-- Data for this exercise --

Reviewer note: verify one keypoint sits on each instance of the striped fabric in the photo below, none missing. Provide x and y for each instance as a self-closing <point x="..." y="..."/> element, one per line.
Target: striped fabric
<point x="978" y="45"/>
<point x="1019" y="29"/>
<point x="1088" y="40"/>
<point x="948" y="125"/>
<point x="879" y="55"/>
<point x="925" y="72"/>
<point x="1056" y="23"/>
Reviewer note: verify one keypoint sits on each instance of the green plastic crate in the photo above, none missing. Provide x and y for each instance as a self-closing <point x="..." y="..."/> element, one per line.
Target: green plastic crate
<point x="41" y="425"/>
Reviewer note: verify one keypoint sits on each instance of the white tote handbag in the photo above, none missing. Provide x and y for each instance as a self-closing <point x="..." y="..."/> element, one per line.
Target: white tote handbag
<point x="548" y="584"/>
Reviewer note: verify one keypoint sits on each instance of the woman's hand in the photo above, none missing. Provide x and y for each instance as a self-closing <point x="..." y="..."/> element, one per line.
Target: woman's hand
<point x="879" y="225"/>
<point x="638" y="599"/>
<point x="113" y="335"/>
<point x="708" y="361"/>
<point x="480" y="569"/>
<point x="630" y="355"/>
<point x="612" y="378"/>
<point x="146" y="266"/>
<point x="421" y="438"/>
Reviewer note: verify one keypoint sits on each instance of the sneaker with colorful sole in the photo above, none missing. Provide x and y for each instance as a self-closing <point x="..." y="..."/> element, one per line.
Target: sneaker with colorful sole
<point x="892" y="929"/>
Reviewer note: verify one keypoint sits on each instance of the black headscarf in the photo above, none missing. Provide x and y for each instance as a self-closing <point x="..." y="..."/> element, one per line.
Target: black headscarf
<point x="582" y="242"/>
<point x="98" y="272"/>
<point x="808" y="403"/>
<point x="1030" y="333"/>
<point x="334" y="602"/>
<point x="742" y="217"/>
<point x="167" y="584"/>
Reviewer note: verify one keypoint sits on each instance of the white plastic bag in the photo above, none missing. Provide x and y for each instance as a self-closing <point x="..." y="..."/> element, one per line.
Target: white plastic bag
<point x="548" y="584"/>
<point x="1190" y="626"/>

-- The problem --
Once the line with "Target: white tote handbag" is found, write out that line and every one after it through the last line of the records, exactly and with nothing else.

-- Output below --
Target: white tote handbag
<point x="548" y="584"/>
Reviewer note: verify one keypoint sits on each instance of the woman's hand in the photo above, none missing. Provide x and y for each instance as a self-closing <point x="..." y="..."/> element, one per line.
Target: woman's hand
<point x="879" y="225"/>
<point x="638" y="599"/>
<point x="113" y="335"/>
<point x="708" y="361"/>
<point x="480" y="569"/>
<point x="630" y="355"/>
<point x="612" y="378"/>
<point x="146" y="266"/>
<point x="421" y="438"/>
Reviewer note: verify one keypoint sits on each instance of the sneaker with colorful sole in the photo above, none missing. Provide x and y for each instance as a self-closing <point x="..." y="..."/> element, one per line.
Target: sneaker with colorful sole
<point x="892" y="929"/>
Reviewer note: verify one keypoint sits on each instance of the black headscarf in the photo above, none missing. Provide x and y for each instance as a self-closing <point x="..." y="..."/> element, one per line.
Target: black headscarf
<point x="582" y="242"/>
<point x="98" y="272"/>
<point x="808" y="403"/>
<point x="1030" y="333"/>
<point x="334" y="602"/>
<point x="742" y="217"/>
<point x="167" y="584"/>
Reviewer note: verify one keypoint sits on each instance of the white plastic bag in the photo above, none missing. Provide x and y for each instance as a self-closing <point x="..." y="..."/> element, one per line.
Target: white plastic bag
<point x="548" y="584"/>
<point x="1190" y="626"/>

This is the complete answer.